--- READING TEXT Enclosed Below ---

Raghu Lingam (MBChB, DTMH, MSc, PhD) is Professor of Paediatric Population Health at the University of New South Wales (UNSW), Honorary Senior Researcher at the University of Newcastle United Kingdom, and a Consultant Community Paediatrician within the Sydney Children’s Hospital Network. He has set up and leads the Population Child Health Services Research group at UNSW and co-leads the Kids to Adults clinical academic group as part of the Sydney Partnership for Health, Education, Research and Enterprise (SPHERE). He is a senior clinical academic with clinical and research interests in children and young people’s health services research. His expertise is in the development and evaluation of health services interventions that are evaluated at scale; he has run randomised controlled trials in the UK, Australia, India, Pakistan, Uganda, and Mozambique. Raghu has published in areas related to health systems research and leads grants to improve health systems with particular focus on under-served populations. Over the last 5 years he has attracted over 9.5 million of UK research funding from the UK NIHR, World Bank, National Charity and Government funding. In addition, he is a Co-applicant in a recently awarded joint NIHR/NHMRC grant for a further 2.5 million. In Australia he has attracted over $6 million of grant funding in the last 24 months.

--- End of Enclosed READING TEXT ---

**ABOUT THIS TASK**.
Decide whether each statement agrees with the profile of Raghu Lingam, answering yes or no and quoting the words of the profile that settle it: (a) He has run randomised controlled trials in Uganda. (b) He works as a Consultant Community Paediatrician within the University of Newcastle. (c) He has attracted over $6 million of grant funding in Australia over the last 5 years.

--- SUPPLIED INFORMATION Enclosed Below ---

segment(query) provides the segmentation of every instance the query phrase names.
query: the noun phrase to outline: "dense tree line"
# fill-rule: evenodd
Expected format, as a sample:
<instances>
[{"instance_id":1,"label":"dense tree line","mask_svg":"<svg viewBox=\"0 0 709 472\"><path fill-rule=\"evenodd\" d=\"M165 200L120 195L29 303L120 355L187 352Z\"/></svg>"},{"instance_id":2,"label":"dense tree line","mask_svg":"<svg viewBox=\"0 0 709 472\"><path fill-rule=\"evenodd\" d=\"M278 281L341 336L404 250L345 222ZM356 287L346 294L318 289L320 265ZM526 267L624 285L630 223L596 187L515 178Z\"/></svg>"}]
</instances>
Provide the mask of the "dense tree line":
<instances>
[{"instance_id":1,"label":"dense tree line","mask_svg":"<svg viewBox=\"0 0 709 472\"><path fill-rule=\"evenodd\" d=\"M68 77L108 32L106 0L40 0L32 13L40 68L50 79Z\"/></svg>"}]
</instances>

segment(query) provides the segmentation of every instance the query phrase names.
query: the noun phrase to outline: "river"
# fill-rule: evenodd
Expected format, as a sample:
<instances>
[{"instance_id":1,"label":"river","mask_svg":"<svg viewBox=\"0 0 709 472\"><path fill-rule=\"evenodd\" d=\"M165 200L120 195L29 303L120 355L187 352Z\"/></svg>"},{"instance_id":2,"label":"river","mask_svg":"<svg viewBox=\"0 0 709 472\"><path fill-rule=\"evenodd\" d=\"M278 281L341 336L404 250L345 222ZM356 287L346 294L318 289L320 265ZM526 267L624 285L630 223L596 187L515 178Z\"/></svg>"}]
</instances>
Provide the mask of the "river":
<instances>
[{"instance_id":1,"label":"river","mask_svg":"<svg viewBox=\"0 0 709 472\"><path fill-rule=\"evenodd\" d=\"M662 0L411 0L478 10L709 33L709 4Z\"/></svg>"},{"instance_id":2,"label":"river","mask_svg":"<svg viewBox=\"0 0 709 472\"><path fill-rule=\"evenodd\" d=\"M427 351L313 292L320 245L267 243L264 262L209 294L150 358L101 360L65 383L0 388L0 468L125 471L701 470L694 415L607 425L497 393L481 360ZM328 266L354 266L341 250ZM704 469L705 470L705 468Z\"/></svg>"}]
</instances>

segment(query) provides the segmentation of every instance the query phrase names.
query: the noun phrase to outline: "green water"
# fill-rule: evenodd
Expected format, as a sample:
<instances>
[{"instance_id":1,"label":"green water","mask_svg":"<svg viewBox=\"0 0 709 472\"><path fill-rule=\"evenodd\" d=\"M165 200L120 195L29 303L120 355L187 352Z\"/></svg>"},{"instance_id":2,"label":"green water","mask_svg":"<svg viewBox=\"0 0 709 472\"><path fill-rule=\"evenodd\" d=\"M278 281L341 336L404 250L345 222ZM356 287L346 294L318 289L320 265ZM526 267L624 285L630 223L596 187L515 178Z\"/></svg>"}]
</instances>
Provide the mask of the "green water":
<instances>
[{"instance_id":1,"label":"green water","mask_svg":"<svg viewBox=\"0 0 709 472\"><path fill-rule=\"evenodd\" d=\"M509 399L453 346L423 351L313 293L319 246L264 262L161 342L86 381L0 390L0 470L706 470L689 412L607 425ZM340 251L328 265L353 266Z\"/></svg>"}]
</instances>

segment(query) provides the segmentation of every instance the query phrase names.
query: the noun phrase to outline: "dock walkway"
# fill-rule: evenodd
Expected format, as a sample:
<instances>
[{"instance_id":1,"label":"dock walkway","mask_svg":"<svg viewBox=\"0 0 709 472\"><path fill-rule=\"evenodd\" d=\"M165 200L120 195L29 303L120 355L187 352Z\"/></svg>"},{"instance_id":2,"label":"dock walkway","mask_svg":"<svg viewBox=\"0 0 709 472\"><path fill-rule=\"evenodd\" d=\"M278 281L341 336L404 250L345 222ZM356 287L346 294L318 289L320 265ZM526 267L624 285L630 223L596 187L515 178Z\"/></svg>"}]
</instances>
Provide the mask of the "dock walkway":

--- End of Enclosed SUPPLIED INFORMATION ---

**COMPLETED EXERCISE**.
(a) Yes: "he has run randomised controlled trials in the UK, Australia, India, Pakistan, Uganda, and Mozambique"
(b) No: "a Consultant Community Paediatrician within the Sydney Children’s Hospital Network"
(c) No: "In Australia he has attracted over $6 million of grant funding in the last 24 months."